* Job: Count the lines in the listing below that contain the word "pole" and reply with that number alone.

+++ Data shown +++

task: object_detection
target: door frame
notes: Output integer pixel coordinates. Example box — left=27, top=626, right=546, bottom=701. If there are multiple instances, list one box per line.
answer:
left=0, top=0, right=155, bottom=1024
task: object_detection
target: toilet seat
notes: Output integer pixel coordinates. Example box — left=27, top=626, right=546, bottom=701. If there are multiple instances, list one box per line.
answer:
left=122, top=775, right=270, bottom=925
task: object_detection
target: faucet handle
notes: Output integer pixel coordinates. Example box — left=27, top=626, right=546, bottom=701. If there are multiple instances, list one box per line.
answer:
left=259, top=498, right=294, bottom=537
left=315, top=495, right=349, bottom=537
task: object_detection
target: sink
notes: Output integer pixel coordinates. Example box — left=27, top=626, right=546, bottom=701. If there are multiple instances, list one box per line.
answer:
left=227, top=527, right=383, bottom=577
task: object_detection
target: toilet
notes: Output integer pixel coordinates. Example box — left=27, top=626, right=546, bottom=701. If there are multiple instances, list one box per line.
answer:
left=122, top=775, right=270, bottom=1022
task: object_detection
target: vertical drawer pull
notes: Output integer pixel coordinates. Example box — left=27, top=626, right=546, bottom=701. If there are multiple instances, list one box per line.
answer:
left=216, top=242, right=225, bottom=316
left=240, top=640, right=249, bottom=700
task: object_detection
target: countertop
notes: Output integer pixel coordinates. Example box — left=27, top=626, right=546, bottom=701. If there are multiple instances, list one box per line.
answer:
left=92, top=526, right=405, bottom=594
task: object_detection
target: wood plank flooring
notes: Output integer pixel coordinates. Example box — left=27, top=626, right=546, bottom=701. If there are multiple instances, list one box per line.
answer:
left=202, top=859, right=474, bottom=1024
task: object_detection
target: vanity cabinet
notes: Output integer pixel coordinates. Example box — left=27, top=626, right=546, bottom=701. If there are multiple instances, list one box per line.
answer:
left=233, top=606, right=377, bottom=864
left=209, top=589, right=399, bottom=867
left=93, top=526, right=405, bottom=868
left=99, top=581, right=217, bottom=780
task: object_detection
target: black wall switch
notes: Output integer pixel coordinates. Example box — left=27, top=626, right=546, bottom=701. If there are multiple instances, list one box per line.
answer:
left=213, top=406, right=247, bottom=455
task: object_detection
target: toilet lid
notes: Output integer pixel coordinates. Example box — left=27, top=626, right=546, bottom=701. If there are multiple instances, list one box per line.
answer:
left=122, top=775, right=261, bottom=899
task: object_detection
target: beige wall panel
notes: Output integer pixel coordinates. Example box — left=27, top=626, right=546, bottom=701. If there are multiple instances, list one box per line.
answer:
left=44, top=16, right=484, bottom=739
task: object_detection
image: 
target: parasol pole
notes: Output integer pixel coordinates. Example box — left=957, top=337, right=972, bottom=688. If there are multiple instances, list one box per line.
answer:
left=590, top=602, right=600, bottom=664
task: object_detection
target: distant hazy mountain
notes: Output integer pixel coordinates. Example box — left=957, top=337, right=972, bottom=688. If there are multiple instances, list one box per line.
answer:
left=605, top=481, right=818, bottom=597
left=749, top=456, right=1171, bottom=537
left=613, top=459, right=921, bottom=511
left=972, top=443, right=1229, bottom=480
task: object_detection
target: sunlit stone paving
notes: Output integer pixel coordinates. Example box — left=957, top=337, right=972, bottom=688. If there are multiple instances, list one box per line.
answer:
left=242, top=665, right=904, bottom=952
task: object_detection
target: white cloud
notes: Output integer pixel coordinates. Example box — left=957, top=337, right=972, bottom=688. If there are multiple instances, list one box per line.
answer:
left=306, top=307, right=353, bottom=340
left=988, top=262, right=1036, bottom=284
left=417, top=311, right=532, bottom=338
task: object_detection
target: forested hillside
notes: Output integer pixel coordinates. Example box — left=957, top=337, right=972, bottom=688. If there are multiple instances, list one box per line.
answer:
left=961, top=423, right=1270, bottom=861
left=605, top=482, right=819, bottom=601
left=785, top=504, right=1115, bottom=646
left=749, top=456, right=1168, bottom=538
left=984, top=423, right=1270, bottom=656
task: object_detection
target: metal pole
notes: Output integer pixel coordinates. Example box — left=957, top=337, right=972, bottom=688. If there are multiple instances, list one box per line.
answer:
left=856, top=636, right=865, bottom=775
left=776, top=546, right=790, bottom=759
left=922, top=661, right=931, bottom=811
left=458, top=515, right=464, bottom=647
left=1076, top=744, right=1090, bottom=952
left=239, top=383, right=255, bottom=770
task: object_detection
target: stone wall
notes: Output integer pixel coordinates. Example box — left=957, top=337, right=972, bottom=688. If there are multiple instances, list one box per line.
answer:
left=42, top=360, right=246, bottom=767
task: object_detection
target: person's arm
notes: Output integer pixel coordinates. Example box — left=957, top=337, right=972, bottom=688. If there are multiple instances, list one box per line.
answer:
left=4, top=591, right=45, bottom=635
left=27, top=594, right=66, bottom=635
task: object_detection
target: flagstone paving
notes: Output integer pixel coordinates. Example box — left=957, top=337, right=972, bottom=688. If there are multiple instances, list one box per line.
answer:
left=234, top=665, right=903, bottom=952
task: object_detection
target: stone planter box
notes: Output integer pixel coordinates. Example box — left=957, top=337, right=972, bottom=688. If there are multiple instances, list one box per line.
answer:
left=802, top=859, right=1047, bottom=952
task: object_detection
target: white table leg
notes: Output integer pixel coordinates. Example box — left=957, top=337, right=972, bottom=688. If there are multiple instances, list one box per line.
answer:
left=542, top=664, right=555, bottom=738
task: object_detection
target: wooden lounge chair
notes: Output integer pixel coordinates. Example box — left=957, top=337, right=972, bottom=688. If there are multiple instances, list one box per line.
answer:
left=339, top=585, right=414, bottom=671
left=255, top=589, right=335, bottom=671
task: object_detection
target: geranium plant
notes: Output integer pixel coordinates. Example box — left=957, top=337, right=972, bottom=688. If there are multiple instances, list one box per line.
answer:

+++

* Exercise answer: 2